— Set exercise 1 —
In the fibre festival post, which booth is the writer manning?

I had best get ready for today's adventure. As you know, I'll be manning the Fun Knits booth in Shelley's absence. We sure did miss her last night.
So far the weather is windy, but no clouds which means this might be the first time it doesn't rain when I attend the Victoria Fibre Festival.
The weather says: Greater Victoria. Today..Cloudy with sunny periods. Clearing this afternoon. Windy near Juan de Fuca strait. High 19. UV index 7 or high.
Saxe point is quite exposed which means, it's going to be a windy adventure. I hope everyone has a chance to drop by the Fun Knits tent and say hi to Joan and myself. It's the first time we've had to do something like this without Shelley, so we are a bit nervous. Excited too, I mean, who wouldn't be? I just have remember to not pile the yarn up in a big heap and roll around in it.
Friday, June 20, 2008
Whether they last a few hours or a few weeks, fibre festivals are transitory. They are not like a yarn shop which is always there for you in your time of need. If you need to replace a broken needle or to brighten up a bad day by buying that extra special skein of yarn, you Local Yarn Shop (LYS) is always there for you. Fibre festivals aren't like this.
Sometimes we travel a long way to attend fibre festivals, sometimes they happen in our very own back yard. The festival itself is an experience of extended bliss, anxiety, enjoyment, soothing comfort and a burst of energy. But then, far more quickly than it came, it's over. You go home to you life. It doesn't matter if you walk a few blocks to your front door, or travel half way around the world, the festival is still over. It's finished. Full stop.
But, it's not a full stop. The event may be finished, but it still lives on. You get home and you read the blogs of all your new friends. You take a moment out of your busy day to enjoy a cuppa tea and your new memories. Maybe you join a new knitting or spinning group that you learn about at the festival. Maybe, you took a class and carry this new skill (and the tools that go with it) home. Maybe, ah, who am I kidding, there is no maybe about this one, you have brought home a skein of yarn or ten, and you place this yarn in a delightful pile to the left of your computer monitor, that way, you have something comfort you while you work.
The projects you make with your newly acquired stash last far longer than any fibre festival. I still have the socks I knit with the yarn I bought at last year's fibre fest. I still have some alpaca fibre waiting to be spun up into a project. These things last for years. Even after they are gone, you have friendships, skills, memories, inspiration... All these things are what makes a fibre festival so very special to me. It doesn't just last a day, it lasts for as long as I will remember.
Then there is the next fibre festival; a whole new experience to be had. Though, not in the same way a yarn shop, there something permanent about fibre festivals. They are like the tide, transitory and everlasting at the same time. Always moving through time, but always there when we need it most.
Thursday, June 19, 2008
Wednesday, June 18, 2008
In this day and age, the need to support local artisans and farms is more important than ever. You would be amazed to learn just how far commercial yarns travel before they reach your needles. The amount of fuel and the amount of money required to make a finished skein of yarn on a commercial scale is, well... you've been yarn shopping right? Then you know just how expensive it can be. By using even a fraction of your yarn budget on local products you not only help the environment by cutting down on transportation, you help your community. And isn't that what yarn is all about? Community.

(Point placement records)

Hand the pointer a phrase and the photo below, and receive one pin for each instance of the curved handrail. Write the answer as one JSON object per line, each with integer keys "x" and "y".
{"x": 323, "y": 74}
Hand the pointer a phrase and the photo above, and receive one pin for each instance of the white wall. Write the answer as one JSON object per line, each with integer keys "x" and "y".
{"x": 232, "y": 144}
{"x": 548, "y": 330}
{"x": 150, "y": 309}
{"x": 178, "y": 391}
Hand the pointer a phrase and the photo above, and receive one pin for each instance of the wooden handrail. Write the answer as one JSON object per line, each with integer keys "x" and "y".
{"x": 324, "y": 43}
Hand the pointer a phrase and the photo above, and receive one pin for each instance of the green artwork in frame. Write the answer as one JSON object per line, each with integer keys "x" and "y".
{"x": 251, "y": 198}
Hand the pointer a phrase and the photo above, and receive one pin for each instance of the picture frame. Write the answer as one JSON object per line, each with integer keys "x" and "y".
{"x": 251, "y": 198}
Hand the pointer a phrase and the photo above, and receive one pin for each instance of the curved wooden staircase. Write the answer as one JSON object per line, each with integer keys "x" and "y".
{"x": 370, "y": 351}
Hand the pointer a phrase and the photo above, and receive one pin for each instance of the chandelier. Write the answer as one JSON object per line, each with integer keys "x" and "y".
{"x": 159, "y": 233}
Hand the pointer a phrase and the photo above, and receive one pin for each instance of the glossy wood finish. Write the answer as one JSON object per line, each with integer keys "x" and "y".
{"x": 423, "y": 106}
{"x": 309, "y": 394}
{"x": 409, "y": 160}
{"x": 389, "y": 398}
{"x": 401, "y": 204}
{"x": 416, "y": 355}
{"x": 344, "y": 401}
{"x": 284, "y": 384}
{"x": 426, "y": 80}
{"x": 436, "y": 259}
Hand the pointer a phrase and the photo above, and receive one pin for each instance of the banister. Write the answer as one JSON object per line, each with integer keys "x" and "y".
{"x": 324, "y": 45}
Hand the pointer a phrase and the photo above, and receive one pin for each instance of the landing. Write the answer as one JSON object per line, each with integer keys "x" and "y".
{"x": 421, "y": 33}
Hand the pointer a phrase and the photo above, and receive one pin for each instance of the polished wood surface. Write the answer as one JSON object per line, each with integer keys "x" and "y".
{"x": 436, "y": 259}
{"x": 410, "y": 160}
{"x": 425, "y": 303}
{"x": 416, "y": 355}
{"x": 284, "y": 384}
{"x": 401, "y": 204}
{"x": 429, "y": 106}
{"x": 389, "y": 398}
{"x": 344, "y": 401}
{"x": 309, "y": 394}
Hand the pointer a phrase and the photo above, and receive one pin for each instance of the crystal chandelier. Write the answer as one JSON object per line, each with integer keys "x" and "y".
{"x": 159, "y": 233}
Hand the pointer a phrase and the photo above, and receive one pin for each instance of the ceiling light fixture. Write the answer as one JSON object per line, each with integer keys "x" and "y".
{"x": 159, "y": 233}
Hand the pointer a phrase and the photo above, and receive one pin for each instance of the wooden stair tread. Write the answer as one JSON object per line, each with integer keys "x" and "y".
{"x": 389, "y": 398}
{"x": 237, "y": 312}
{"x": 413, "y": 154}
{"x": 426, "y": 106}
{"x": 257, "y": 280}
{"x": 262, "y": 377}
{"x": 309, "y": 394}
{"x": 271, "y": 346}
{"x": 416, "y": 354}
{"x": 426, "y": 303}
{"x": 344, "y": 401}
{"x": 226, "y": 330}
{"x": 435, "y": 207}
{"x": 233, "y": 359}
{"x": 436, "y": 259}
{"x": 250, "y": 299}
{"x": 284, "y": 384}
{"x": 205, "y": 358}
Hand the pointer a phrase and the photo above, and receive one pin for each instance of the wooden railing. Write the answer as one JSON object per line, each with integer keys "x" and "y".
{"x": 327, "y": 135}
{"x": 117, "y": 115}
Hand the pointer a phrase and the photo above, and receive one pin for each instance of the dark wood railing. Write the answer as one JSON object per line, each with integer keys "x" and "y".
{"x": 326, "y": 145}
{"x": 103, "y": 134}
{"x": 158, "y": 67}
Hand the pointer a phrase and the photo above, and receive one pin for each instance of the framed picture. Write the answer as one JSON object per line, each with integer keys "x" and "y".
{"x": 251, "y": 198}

— Set exercise 2 —
Please express the records as a JSON list of strings, one string per line. Start with the line containing "of the framed", go through the last line of the records, and leave out blank lines.

— Full answer 1 —
The Fun Knits booth.

— Full answer 2 —
[
  "Hand the pointer a phrase and the photo above, and receive one pin for each instance of the framed picture. Write the answer as one JSON object per line, each with integer keys \"x\" and \"y\".",
  "{\"x\": 251, \"y\": 198}"
]